▸ **Task directions**
Return the passage of the interview below from "What did you" up to and including "trouble as a kid?", copied word for word.

▸ **Page extract**
Alisha Haridasani Gupta is a reporter at the New York Times covering a range of global news stories through the lens of gender. Before moderating the Zócalo/Scripps College event “What Does a Feminist Foreign Policy Look Like?,” Neiman chatted in the green room about rewatching Scandal, living through SARS, and the Spice Girls.
What did you have for breakfast this morning?
Coffee. During the pandemic, I got myself a fancy coffee machine because I just thought, OK, if I’m going to survive this, I need good coffee. So it’s a nice little ritual every morning.
If you were a vegetable, what vegetable would you be and why?
An avocado. I am extremely moody and sensitive. So I can go from being happy to sad in two seconds. And just like an avocado, I can just become useless within minutes.
What is your go-to karaoke song?
If I have had enough encouragement—and liquid courage—Adele or the Spice Girls.
How did you get into trouble as a kid?
I was a very quiet, well-behaved child. That was something that really worried my parents because they were like, is this child like normal? She’s extremely quiet! I grew up in Hong Kong, and I had the privilege of going to a school with lots of international kids whose parents were expats in the city. Everyone was confident and outgoing, and I was the sitting-in-a-corner, introverted, overthinking, never-sharing-my-feelings child.
As a young person, which journalists influenced you the most?
When I wrote my college applications, I quoted Fareed Zakaria and Christiane Amanpour because those were the people who I thought exemplified what I wanted to be. Especially Amanpour, just watching her. I was like: This is what I want to do. I knew I wanted to be a journalist since I was 12 or 13. But there was such a dearth of let’s just say non-white, non-male journalists, you know, so I think, as a young person, you latch onto anyone that diverges from that norm. And you think, wow, you know, I’ll do it like them. Because they figured it out.
What’s the last thing that inspired you?

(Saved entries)
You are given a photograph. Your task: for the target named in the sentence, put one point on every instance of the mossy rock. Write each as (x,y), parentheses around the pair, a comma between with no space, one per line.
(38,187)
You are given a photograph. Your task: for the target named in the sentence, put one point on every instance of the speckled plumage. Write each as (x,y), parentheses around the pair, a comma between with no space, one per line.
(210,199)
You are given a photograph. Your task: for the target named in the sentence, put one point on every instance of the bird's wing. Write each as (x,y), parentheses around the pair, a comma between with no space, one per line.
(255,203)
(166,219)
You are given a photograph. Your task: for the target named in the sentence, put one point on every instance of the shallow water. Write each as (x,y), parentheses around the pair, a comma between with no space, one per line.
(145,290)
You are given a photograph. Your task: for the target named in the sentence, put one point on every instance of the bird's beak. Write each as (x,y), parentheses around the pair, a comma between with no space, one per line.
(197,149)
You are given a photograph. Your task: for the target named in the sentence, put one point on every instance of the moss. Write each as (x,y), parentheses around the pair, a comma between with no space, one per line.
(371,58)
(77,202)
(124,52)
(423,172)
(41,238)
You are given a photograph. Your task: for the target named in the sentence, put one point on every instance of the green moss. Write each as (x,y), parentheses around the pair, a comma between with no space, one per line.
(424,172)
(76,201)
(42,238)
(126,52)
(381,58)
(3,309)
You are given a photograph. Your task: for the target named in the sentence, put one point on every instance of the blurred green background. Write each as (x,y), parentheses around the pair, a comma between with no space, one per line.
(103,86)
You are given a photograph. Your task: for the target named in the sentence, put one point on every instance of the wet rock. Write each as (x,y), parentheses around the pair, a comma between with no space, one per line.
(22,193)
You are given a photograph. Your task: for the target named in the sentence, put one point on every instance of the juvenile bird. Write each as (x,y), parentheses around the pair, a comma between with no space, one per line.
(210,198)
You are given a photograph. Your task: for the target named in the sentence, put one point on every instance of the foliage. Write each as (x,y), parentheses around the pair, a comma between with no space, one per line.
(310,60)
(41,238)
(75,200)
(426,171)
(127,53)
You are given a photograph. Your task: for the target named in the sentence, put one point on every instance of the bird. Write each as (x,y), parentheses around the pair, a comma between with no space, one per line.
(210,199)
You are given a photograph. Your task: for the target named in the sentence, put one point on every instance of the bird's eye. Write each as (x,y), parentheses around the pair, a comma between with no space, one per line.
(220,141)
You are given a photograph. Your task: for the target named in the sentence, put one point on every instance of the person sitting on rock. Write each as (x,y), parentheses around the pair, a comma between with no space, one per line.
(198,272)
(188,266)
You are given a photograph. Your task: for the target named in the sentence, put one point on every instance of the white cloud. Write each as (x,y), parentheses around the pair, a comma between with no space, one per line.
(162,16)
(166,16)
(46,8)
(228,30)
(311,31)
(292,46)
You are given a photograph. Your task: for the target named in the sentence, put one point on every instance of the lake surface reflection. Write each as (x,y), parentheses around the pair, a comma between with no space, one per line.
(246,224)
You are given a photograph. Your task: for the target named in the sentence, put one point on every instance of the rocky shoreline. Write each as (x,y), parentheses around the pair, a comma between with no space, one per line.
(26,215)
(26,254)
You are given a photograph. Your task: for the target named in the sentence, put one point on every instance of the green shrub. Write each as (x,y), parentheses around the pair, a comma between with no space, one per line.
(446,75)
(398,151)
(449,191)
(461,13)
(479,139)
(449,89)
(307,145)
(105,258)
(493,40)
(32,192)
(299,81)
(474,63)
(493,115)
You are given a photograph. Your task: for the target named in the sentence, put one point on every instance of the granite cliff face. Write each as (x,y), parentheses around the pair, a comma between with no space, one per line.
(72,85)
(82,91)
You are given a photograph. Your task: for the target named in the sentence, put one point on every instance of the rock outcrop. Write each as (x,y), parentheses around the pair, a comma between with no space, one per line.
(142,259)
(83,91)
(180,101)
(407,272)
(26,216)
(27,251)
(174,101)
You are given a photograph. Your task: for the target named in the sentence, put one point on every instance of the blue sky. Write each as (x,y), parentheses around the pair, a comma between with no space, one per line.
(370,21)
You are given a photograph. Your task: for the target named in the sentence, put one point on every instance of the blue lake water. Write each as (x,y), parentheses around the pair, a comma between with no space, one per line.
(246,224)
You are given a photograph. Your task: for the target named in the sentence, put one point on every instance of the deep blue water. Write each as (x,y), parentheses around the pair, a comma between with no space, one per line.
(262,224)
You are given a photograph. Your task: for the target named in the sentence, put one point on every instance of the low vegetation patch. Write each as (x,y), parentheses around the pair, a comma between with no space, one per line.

▸ **Output of the task**
What did you have for breakfast this morning?
Coffee. During the pandemic, I got myself a fancy coffee machine because I just thought, OK, if I’m going to survive this, I need good coffee. So it’s a nice little ritual every morning.
If you were a vegetable, what vegetable would you be and why?
An avocado. I am extremely moody and sensitive. So I can go from being happy to sad in two seconds. And just like an avocado, I can just become useless within minutes.
What is your go-to karaoke song?
If I have had enough encouragement—and liquid courage—Adele or the Spice Girls.
How did you get into trouble as a kid?